══ Избранный отрывок
Но предположим, что первая интерпретация верна: предположим, что пространственное единство, обусловленное единым и спокойным актом видения, — это та красота, которую мы ищем, — сразу становится ясно, что сведение трех измерений к двум не составляет единства даже для одного только глаза; насколько меньше для двигательной системы всего тела, которая, как мы видели, должна быть вовлечена. «Требования глаза» Гильдебранда сводятся к стимуляции плюс покой цилиарной мышцы — органа аккомодации. Настоящее единство даже для одного только глаза должно было бы включать не только пространственные отношения в третьем измерении, но и отношения линии, массы и цвета на плоскости. Что касается «полного чувственного опыта пространственного» (который, по-видимому, эквивалентен «тактильным ценностям» Беренсона), «ясности» из процитированного выше предложения Гильдебранда, то очевидно, что полнота опыта не обязательно влечет за собой позитивную или приятную тональность опыта. Различие здесь — между красивой и полностью реалистичной картиной.

Дальнейшее расширение или переформулировка этой теории в недавней статье<1> кажется мне выражающей ее наиболее благоприятным образом. Красота снова связывается с функционированием наших органов восприятия (Auffassungorgane). «Мы хотим быть вовлечены в свежую, живую, энергичную и в то же время не требующую усилий деятельность... Удовольствие от формы — это удовольствие от того, что конфигурация объекта делает возможным или, скорее, принуждает к естественному целенаправленному функционированию наших органов восприятия». Но целенаправленному для чего? Для визуальной формы, очевидно, с целью ясного видения. Элемент покоя, единства, намеченный в «не требующей усилий» в первом предложении, исчезает во втором. Органы восприятия, очевидно, ограничены только глазом. Это не идеальный момент стимуляции и покоя для всего организма, к которому стремятся, а снова полный чувственный опыт пространственного.
════
- **Набор заданий**
• 1. К чему, согласно отрывку о красоте и восприятии, сводятся «требования глаза» Гильдебранда?
• 2. Продолжите отрывок о красоте и восприятии, начиная сразу после его последнего предложения.
Следующие пункты — отдельный материал, не связанный с отрывком о красоте и восприятии.
══ Записи
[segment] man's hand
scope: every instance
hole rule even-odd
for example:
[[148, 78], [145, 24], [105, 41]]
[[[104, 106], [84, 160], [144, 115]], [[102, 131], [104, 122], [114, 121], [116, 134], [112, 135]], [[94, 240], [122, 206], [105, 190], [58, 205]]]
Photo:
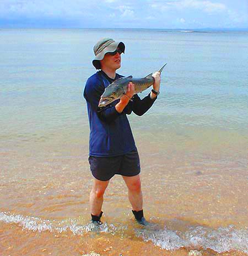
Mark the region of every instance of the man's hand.
[[155, 72], [152, 75], [152, 76], [155, 79], [155, 82], [153, 84], [153, 89], [155, 90], [155, 91], [159, 91], [160, 87], [160, 74], [159, 72]]
[[130, 82], [127, 86], [127, 93], [120, 98], [120, 102], [115, 105], [115, 108], [118, 112], [121, 113], [123, 111], [123, 109], [127, 105], [134, 94], [134, 85], [132, 82]]
[[[155, 91], [159, 91], [161, 81], [160, 74], [159, 72], [155, 72], [152, 75], [152, 76], [153, 76], [155, 80], [153, 86], [153, 89], [155, 90]], [[157, 95], [155, 93], [153, 93], [153, 92], [151, 92], [150, 97], [151, 99], [153, 100], [157, 97]]]

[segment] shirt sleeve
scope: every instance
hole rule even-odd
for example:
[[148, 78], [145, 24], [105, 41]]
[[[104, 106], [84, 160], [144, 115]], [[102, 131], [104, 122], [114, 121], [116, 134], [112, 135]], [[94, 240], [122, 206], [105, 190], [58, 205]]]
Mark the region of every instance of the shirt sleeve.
════
- **Ответы по заданиям**
• 1. К стимуляции плюс покою цилиарной мышцы — органа аккомодации.

• 2.
<1> Т. А. Мейер, «Принцип формы прекрасного», Архив философии, том x.

Гильдебранд, возвращаясь к более известному теоретику, писал прежде всего о скульптуре и, естественно, ограничивался рассмотрением пластики, что является дополнительным аргументом против того, чтобы делать эту интересную брошюру, как некоторые это делали, фундаментом эстетики. Это скорее фундамент техники скульптора, возможно, даже живописца, применительно только к пластическим элементам. То, что она содержит универсально значимого — требование пространственного единства, основанное на состоянии глаза в союзе покоя и действия, — игнорирует все, кроме одного из возможных источников покоя и действия для глаза, а именно аккомодации, и полностью игнорирует все сопутствующие виды деятельности.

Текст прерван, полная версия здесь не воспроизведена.